Brief: Pull out each line of the material below that holds the string "wooden", copying those lines unchanged.

[Entries from a collection]
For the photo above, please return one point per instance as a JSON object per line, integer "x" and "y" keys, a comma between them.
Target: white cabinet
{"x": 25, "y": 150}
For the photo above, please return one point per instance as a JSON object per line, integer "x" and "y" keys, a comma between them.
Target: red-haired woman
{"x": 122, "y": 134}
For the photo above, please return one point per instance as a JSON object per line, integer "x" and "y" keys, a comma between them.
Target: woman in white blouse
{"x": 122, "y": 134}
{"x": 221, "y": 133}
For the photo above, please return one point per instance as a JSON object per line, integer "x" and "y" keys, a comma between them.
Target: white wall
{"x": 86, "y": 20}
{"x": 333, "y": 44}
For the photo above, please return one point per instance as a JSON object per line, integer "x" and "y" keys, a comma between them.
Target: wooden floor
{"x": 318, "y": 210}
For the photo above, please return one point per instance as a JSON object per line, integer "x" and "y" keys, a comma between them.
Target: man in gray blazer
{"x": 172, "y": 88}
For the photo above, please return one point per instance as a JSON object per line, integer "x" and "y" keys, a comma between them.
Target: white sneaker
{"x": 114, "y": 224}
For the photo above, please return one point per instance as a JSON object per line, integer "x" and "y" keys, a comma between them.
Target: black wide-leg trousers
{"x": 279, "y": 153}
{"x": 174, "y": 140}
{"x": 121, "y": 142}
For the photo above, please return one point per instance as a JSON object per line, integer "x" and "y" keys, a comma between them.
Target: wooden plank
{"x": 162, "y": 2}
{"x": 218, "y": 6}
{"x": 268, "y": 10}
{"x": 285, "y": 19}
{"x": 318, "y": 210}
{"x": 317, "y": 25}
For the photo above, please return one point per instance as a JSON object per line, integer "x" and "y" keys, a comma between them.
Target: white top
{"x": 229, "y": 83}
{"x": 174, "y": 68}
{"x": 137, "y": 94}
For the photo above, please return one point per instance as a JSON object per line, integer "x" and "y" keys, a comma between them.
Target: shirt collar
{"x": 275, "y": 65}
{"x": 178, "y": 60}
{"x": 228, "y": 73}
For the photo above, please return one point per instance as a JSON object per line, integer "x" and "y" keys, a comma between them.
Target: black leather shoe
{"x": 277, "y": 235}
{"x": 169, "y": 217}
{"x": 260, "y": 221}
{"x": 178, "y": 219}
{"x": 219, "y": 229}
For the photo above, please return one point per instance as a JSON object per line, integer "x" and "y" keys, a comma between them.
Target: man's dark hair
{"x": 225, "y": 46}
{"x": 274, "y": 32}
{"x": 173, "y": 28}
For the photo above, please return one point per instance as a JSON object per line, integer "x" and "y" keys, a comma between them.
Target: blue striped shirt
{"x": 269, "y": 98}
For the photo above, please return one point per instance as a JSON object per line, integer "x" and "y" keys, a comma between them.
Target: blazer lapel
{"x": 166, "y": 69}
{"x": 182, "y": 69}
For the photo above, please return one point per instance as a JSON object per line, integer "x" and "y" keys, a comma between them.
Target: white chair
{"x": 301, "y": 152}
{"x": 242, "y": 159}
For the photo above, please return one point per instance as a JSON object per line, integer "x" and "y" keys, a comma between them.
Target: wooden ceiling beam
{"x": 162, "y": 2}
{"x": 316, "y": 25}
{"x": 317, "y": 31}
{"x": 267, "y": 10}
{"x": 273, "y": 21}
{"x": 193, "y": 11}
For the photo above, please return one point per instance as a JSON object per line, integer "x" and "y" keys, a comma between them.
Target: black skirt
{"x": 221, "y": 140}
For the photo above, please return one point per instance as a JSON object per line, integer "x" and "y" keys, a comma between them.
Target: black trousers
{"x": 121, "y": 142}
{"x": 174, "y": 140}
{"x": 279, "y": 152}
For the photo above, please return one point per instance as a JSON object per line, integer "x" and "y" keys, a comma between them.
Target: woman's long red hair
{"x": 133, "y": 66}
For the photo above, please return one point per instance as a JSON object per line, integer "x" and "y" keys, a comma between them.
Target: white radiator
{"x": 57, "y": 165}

Solved exercise:
Target: wooden floor
Target: wooden plank
Target: wooden ceiling beam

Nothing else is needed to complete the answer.